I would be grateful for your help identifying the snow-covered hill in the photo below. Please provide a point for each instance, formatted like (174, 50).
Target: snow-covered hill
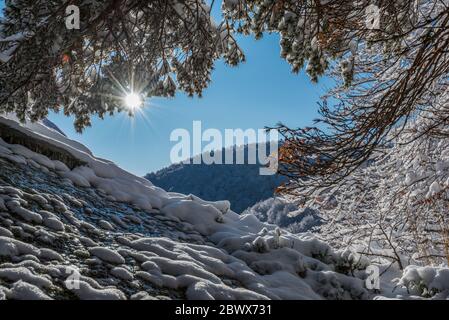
(241, 184)
(90, 230)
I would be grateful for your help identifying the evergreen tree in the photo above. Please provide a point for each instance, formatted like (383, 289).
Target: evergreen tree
(122, 46)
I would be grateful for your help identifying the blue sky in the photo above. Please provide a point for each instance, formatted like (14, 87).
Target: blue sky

=-=-=

Give back exactly the lines from the one that contains "Target: evergreen tree" to the end of the material, both ends kept, and no other line.

* Solution to the problem *
Target: evergreen tree
(122, 46)
I would be grateful for your help identifying the blue sky in the photo above. Please provide a point for each instance, formatted like (14, 87).
Target: blue sky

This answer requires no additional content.